Article >>
——
---
title: "Webscraping Indeed Job Portal"
description: "webscraping with python "
author: "Aakash Basnet"
date: "2024/02/03"
categories:
  - webscraping
  - code
  - ETL
  - python
format:
  html:
    code-fold: true
jupyter: python3
---

##  Building URL
After navigating the developer toolbar for Indeed job listing, I found the pattern in the url query for each job title search and location. We can use this info to build the url. The link printed from the code below will take you to the Indeed page having listing for python developer in Dalla, TX

In [70]:
def url_builder(job_title, location, page_number=10 ):
    job_title = "+".join(job_title.split(" "))
    location = "+".join(location.split(" "))
    base_url = "https://www.indeed.com/jobs"
    query_str = f"?q={job_title}&l={location}"
    url = f"{base_url}{query_str}"
     
    return url

print(url_builder(job_title="python developer", location="Dallas, TX"))

https://www.indeed.com/jobs?q=python+developer&l=Dallas,+TX


## Scraping the indeep page with selenium
The script below scrapes the data for the given job title and location. It uses selenium web driver to automate the data scraping. The web driver clicks 'next' button on pagination until the end of the page.

In [71]:
from selenium import webdriver
from selenium.webdriver.common.by import By

import time

def get_data(job_title, location):

    url = url_builder(job_title=job_title, location=location)
    driver = webdriver.Chrome()
    driver.get(url)

    jobs = []
    has_next = True
    count = 1
    while has_next:
        
        time.sleep(2)
        cards = driver.find_elements(By.CLASS_NAME,'cardOutline')
        for card in cards:
            job_title = card.find_element(By.CLASS_NAME,'jobTitle').text
            job_title_text = job_title.text
            job_id = job_title.find_element(By.TAG_NAME, 'a').get_attribute('data-jk')
——
Entries from a dataset
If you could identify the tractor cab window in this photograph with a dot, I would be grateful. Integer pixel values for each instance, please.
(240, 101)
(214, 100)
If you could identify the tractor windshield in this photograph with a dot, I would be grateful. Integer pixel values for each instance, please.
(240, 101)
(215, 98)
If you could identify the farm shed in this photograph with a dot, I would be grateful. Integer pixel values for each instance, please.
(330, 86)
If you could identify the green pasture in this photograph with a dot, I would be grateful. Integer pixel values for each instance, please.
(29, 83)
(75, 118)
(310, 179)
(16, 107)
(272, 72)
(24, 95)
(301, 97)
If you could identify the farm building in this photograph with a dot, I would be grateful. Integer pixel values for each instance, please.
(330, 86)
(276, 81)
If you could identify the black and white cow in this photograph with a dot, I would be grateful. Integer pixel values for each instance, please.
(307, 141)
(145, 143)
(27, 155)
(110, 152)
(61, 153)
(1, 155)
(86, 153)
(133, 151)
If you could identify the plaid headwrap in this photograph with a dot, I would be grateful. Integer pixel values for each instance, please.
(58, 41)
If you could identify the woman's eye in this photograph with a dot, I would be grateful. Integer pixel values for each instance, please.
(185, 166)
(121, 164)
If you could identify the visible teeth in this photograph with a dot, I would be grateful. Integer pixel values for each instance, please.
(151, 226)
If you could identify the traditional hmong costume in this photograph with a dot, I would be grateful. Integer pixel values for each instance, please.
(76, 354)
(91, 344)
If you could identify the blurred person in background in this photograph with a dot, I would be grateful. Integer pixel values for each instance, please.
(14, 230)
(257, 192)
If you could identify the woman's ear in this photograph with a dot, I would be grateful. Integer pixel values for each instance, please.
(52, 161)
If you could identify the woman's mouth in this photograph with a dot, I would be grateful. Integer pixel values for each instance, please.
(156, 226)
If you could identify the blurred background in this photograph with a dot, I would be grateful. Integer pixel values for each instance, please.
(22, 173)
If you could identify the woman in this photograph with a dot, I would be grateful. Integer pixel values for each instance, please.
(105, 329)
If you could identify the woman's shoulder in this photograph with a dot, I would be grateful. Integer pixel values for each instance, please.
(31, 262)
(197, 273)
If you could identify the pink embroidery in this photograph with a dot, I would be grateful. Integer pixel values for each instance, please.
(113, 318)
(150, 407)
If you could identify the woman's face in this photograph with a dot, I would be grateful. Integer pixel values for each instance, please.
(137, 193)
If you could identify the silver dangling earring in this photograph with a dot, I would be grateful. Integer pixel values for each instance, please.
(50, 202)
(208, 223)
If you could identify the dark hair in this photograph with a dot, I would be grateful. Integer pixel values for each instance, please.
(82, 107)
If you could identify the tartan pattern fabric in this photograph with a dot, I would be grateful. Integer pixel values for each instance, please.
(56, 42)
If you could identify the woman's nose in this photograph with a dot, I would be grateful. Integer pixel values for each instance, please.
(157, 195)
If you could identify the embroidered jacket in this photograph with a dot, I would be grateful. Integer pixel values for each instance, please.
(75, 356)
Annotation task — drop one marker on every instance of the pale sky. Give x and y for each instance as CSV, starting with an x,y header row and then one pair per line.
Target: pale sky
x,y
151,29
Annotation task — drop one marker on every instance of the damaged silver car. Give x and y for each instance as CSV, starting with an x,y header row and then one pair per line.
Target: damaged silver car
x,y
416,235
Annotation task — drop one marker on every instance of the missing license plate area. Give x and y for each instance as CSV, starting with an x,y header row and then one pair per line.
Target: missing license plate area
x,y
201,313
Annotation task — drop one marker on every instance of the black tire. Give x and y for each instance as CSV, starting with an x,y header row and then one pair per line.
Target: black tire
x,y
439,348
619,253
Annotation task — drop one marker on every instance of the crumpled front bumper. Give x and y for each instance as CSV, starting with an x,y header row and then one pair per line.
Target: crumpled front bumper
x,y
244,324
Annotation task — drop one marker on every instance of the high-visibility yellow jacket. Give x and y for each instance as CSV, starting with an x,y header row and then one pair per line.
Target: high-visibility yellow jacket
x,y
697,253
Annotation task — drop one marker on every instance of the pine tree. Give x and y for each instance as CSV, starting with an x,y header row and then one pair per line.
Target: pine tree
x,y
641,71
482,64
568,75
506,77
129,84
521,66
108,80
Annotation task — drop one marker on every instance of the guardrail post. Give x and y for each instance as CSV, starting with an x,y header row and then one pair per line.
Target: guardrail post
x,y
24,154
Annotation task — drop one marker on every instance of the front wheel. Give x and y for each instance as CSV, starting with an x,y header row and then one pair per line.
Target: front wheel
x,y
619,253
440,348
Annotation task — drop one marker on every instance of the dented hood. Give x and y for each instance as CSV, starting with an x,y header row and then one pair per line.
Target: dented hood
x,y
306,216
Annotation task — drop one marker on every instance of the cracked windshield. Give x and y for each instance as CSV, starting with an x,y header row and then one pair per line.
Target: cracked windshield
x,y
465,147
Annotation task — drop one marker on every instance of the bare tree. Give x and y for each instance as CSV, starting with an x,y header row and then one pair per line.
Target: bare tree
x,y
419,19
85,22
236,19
——
Instructions >>
1: According to the web scraping article, what does the web driver click until the end of the page?
2: Reproduce the passage of the web scraping article from "## Scraping the" up to and including "url = url_builder(job_title=job_title, location=location)".

Responses to the exercise >>
1: It clicks the 'next' button on the pagination.

2:
## Scraping the indeep page with selenium
The script below scrapes the data for the given job title and location. It uses selenium web driver to automate the data scraping. The web driver clicks 'next' button on pagination until the end of the page.

In [71]:
from selenium import webdriver
from selenium.webdriver.common.by import By

import time

def get_data(job_title, location):

    url = url_builder(job_title=job_title, location=location)